Requirement a → Duplicate the portion of the passage on the NLRB joint-employer ruling starting at "Historically, the NLRB" and ending at "of any standard.".

Extract provided →
Historically, the NLRB has determined whether two separate entities are joint employers by assessing whether they exert such direct and significant control over the same employees that they determine those matters governing the essential terms and conditions of employment.  The current ruling would expand the concept of direct and shared control to one of whether one entity exercises indirect control over another entity's employees or has a right to do so. The Board indicates such decisions will be made on a case-by-case basis, and adds a great deal of uncertainty as to application of any standard.

The Board discusses the situation that where a "user" firm owns and controls the premises, dictates the essential nature of the job, and imposes the broad, operational contours of the work, and the supplier firm, pursuant to the user’s guidance, makes specific personnel decisions and administers job performance on a day-to-day basis, employees’ working conditions are a by-product of two layers of control, and thus two employers.   The Board emphasizes that the important factor is the right to control, in the common-law sense, which is probative of joint-employer status, as is the actual exercise of control, whether direct or indirect.

In making its ruling, the NLRB majority also introduces a concept previously unknown to collective bargaining.  That is, as a general rule, a joint employer will be required to bargain only with respect to such terms and conditions which it possesses the authority to control.

In its 3-2 ruling, the NLRB was split along party lines as the ruling was supported by the Board's three Democrats.  The two Republicans on the Board stated that:

"[T]he new joint-employer test fundamentally alters the law applicable to user-supplier, lessor-lessee, tenant-subsidiary, contractor-subcontractor, franchisor-franchisee, predecessor-successor, creditor-debtor, and contractor-consumer business relationships under the Act."

The dissent points out that the change in joint employer determinations will subject many entities to unprecedented new joint bargaining obligations that most do not even know they have, to potential joint liability, and to economic protest activity, including what has heretofore been unlawful secondary boycotts.  The dissent believes the majority’s test will foster substantial bargaining instability by requiring the non-consensual presence of many entities with diverse and conflicting interests on the "employer" side, and the involvement of multiple employers with each being required to bargain only with respect to the term of employment that it possesses the authority to control.  The dissent suggests that this new test will introduce segmented issue-by-issue negotiating and confusion over which entities must (or must not) engage in bargaining over particular employment terms.

(Data items)
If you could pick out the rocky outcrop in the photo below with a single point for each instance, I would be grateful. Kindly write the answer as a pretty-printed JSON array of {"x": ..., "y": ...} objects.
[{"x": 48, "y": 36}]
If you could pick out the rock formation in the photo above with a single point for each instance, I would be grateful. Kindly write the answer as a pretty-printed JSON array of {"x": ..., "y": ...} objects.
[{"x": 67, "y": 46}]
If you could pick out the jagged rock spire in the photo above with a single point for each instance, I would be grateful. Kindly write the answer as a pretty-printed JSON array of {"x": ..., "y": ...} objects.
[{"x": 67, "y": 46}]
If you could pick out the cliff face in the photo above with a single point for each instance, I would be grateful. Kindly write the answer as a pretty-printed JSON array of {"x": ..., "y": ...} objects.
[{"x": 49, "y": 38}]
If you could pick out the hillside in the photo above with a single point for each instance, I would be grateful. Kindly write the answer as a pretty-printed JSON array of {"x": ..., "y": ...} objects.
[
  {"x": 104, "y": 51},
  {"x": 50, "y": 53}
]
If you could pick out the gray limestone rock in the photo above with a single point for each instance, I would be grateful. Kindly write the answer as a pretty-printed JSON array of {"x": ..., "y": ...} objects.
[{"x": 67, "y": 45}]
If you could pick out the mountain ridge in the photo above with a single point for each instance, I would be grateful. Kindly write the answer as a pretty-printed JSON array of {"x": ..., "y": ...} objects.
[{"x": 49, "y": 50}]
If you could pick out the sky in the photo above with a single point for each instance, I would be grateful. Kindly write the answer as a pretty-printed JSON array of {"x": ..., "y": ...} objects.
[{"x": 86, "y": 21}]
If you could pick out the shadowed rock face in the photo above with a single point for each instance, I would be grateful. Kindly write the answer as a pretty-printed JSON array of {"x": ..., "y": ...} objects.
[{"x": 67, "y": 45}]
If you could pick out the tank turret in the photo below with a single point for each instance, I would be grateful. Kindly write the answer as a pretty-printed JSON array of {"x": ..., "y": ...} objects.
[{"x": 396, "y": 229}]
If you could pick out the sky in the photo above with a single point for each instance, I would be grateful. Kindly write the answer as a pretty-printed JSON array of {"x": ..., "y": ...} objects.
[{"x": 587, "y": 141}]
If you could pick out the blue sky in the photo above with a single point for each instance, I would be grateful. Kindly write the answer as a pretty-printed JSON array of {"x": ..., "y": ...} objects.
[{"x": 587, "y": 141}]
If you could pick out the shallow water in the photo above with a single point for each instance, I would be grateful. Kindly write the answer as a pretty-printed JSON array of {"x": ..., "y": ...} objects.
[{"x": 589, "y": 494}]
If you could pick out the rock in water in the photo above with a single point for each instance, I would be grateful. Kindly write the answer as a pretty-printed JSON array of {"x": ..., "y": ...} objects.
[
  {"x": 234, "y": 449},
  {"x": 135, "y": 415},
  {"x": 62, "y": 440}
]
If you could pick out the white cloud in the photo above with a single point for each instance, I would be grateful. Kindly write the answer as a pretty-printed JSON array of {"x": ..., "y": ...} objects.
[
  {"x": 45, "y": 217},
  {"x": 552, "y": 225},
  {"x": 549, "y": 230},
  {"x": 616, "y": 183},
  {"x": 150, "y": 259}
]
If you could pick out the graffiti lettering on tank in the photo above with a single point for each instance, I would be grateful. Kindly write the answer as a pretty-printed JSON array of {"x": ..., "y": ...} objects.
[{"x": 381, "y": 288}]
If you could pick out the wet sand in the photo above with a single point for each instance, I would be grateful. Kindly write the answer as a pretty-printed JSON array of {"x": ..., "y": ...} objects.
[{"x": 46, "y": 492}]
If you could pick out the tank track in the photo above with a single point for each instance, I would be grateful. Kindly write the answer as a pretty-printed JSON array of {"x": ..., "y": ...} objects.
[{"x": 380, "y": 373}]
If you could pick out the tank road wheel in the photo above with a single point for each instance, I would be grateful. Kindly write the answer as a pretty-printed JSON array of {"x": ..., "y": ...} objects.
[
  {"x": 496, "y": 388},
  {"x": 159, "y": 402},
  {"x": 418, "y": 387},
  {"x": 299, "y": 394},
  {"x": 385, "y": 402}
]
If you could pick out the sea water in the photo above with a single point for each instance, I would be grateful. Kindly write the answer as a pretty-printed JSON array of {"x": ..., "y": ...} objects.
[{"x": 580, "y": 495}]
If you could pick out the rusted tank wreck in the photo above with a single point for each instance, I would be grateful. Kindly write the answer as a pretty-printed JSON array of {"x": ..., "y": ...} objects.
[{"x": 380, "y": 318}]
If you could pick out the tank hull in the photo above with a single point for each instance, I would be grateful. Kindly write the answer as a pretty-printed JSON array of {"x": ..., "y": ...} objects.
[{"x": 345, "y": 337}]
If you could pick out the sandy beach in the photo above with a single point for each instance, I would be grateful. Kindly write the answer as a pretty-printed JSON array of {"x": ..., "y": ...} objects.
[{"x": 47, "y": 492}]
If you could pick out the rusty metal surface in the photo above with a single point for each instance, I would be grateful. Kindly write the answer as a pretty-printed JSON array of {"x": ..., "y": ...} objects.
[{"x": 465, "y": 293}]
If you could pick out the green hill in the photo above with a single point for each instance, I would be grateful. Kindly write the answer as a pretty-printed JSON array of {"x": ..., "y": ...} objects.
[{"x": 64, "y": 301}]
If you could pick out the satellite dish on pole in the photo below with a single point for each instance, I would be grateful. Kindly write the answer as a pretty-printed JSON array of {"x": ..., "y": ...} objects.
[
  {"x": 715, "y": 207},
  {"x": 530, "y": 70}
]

Requirement b → Set down, word for word, the records starting at the line that contains "If you could pick out the tank hull" and ending at the last line of the records, with both of those lines included.

Written solution a →
Historically, the NLRB has determined whether two separate entities are joint employers by assessing whether they exert such direct and significant control over the same employees that they determine those matters governing the essential terms and conditions of employment.  The current ruling would expand the concept of direct and shared control to one of whether one entity exercises indirect control over another entity's employees or has a right to do so. The Board indicates such decisions will be made on a case-by-case basis, and adds a great deal of uncertainty as to application of any standard.

Written solution b →
If you could pick out the tank hull in the photo above with a single point for each instance, I would be grateful. Kindly write the answer as a pretty-printed JSON array of {"x": ..., "y": ...} objects.
[{"x": 345, "y": 337}]
If you could pick out the sandy beach in the photo above with a single point for each instance, I would be grateful. Kindly write the answer as a pretty-printed JSON array of {"x": ..., "y": ...} objects.
[{"x": 47, "y": 492}]
If you could pick out the rusty metal surface in the photo above with a single point for each instance, I would be grateful. Kindly write the answer as a pretty-printed JSON array of {"x": ..., "y": ...} objects.
[{"x": 465, "y": 293}]
If you could pick out the green hill in the photo above with a single point for each instance, I would be grateful. Kindly write the answer as a pretty-printed JSON array of {"x": ..., "y": ...} objects.
[{"x": 64, "y": 301}]
If you could pick out the satellite dish on pole in the photo below with a single point for each instance, I would be grateful. Kindly write the answer as a pretty-printed JSON array of {"x": ..., "y": ...} objects.
[
  {"x": 715, "y": 207},
  {"x": 530, "y": 70}
]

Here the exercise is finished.